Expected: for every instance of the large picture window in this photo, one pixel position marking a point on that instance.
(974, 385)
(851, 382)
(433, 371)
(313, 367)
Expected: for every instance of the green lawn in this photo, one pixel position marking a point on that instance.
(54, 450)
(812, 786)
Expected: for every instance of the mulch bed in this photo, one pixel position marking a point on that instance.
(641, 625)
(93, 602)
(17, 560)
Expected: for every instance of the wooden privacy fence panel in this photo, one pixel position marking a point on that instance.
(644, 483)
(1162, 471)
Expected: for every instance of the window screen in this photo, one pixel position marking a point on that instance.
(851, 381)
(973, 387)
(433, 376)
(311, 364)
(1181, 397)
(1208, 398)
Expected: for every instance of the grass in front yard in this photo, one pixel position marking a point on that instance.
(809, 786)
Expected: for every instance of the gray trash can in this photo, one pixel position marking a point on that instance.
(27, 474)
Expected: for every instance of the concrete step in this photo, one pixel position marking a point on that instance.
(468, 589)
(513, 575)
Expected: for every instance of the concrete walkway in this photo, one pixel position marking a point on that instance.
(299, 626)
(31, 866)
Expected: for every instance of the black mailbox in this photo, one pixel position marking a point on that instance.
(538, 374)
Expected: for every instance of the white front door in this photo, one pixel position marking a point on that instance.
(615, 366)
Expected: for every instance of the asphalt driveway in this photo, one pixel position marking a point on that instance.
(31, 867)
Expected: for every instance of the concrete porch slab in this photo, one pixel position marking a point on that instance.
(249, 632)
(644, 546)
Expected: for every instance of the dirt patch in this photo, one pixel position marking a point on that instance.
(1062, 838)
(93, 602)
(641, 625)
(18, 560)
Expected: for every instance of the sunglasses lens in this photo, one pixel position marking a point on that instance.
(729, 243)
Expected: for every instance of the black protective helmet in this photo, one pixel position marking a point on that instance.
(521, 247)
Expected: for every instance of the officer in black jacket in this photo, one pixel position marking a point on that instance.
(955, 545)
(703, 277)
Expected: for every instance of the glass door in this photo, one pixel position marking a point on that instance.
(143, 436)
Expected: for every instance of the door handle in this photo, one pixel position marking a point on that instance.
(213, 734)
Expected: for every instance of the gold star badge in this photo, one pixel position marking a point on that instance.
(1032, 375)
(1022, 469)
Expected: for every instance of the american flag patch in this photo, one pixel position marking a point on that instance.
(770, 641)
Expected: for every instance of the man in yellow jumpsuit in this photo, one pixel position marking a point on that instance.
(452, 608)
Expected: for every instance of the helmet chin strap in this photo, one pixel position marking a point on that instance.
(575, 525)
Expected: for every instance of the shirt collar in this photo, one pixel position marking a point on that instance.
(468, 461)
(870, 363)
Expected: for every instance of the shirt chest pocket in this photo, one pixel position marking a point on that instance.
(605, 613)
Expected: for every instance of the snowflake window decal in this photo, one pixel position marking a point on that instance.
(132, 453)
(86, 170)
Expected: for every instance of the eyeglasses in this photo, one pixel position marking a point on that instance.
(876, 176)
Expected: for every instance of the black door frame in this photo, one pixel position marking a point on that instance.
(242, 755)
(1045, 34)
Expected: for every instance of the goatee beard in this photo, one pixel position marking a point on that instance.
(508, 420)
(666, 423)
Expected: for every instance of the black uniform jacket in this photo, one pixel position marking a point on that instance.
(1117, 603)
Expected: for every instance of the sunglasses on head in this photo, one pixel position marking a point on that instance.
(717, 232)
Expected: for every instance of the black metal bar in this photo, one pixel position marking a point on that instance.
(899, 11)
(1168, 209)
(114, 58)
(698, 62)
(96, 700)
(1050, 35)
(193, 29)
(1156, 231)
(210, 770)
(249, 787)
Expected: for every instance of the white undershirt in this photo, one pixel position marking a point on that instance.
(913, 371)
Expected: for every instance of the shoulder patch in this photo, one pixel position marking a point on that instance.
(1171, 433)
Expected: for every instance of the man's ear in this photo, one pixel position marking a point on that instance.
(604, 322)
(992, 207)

--*--

*YOUR GOAL:* Each line of the listing should be copied exactly, with none left out.

*EXERCISE RESPONSE:*
Expected: for every instance of the large picture window in this photo, one pixel position marking a point on that instance.
(974, 385)
(851, 382)
(433, 371)
(313, 367)
Expected: for every instance of the green lawn in this photo, one pixel position marking a point on that instance.
(54, 450)
(812, 786)
Expected: for every instance of the mulch bed in this photo, one pixel position marking a point on that instance.
(641, 625)
(93, 602)
(17, 560)
Expected: for every instance of the wooden privacy fence panel in this photo, one pixel position marking a point on that instance.
(644, 483)
(1162, 471)
Expected: for every instance of the window screen in this photo, one pixel position marking a point on that instance.
(851, 381)
(973, 387)
(433, 376)
(311, 364)
(1181, 397)
(1208, 398)
Expected: for every instance of the grass in front yard in this photo, one pixel position marking a point on that instance.
(809, 786)
Expected: for every instance of the gray trash can in this photo, one pixel position marking a point on that instance.
(27, 474)
Expected: for every instance of the concrete step in this photo, one pixel position marking a point on that instance.
(468, 589)
(513, 575)
Expected: for every instance of the concrete walkway in this photo, one pixel position marking a point on that instance.
(299, 626)
(31, 866)
Expected: for every instance of the black mailbox in this photo, one pixel position marking a point on that instance.
(538, 374)
Expected: for every instance of the white front door in this photo, one pixel position marking a point on that instance.
(615, 366)
Expected: for every instance of the asphalt driveway in this photo, one pixel position marking a point on that instance.
(31, 867)
Expected: for every instance of the concrete porch slab in this photo, one pixel position marking a point on that instance.
(249, 632)
(644, 546)
Expected: for every instance of the dirt patch in this photo, one pixel position marking a point on that instance.
(1062, 838)
(93, 602)
(641, 625)
(18, 560)
Expected: for every instance of the sunglasses lens in this photo, one pixel position marking a point on that instance.
(729, 243)
Expected: for every instance of the black protective helmet in this photo, one pixel position marking a point on that instance.
(521, 247)
Expected: for every instance of the officer in black jacket in this photo, one pixel position marking a point on that instance.
(955, 545)
(703, 277)
Expected: for every instance of the glass door in this photo, one pixel position marking a point on that instance.
(143, 436)
Expected: for every instance of the door handle in this photo, one pixel position marking a point on that instance.
(213, 734)
Expected: for every instance of the gold star badge in this photo, one pixel position marking a point on that instance.
(1032, 375)
(1022, 469)
Expected: for every instance of the american flag patch in this photo, one pixel position marking a point on that instance.
(770, 641)
Expected: for every instance of the man in yellow jumpsuit in this photo, one pixel position marking a point on that instance.
(452, 608)
Expected: for every instance of the helmet chin strap in this photo, one pixel position marking a point on that instance.
(575, 525)
Expected: for every instance of the shirt collar in this photo, one pixel position marking a point on that instance.
(468, 461)
(870, 363)
Expected: for every instance of the shirt chest pocket in this photo, one pixel position marking a point on that instance.
(605, 613)
Expected: for every instance of the snowflake window decal in this photo, one pixel position marking a point on that instance.
(132, 453)
(86, 170)
Expected: for every instance of the eyeglasses in this photo, one pixel position marking a point on that instance.
(876, 176)
Expected: for every instance of the black door frame in this photo, one pixel position marking a point on that instance.
(242, 755)
(1045, 34)
Expected: for every instance of the goatee beard in this photo, one pixel position marking a point on that instance.
(508, 420)
(666, 423)
Expected: for every instance of the black uniform jacket in this photo, one pixel position marking a point on that instance.
(1117, 603)
Expected: for every instance of the sunglasses on head in this photo, one pixel position marking a point on that instance.
(717, 232)
Expected: for every instance of the black metal bar in this photo, one pixel position marking a point on that instance.
(899, 11)
(1168, 209)
(114, 58)
(698, 62)
(96, 700)
(1050, 35)
(193, 29)
(1156, 231)
(210, 770)
(249, 787)
Expected: for every instance of the white undershirt in this photo, one pixel position marking a point on that instance.
(913, 371)
Expected: for every instance of the shoulder patch in this photo, one pixel position marking a point on that instance.
(1171, 433)
Expected: for every instance of the man's ear in this photo, one pixel position marking a point on that instance.
(604, 322)
(992, 207)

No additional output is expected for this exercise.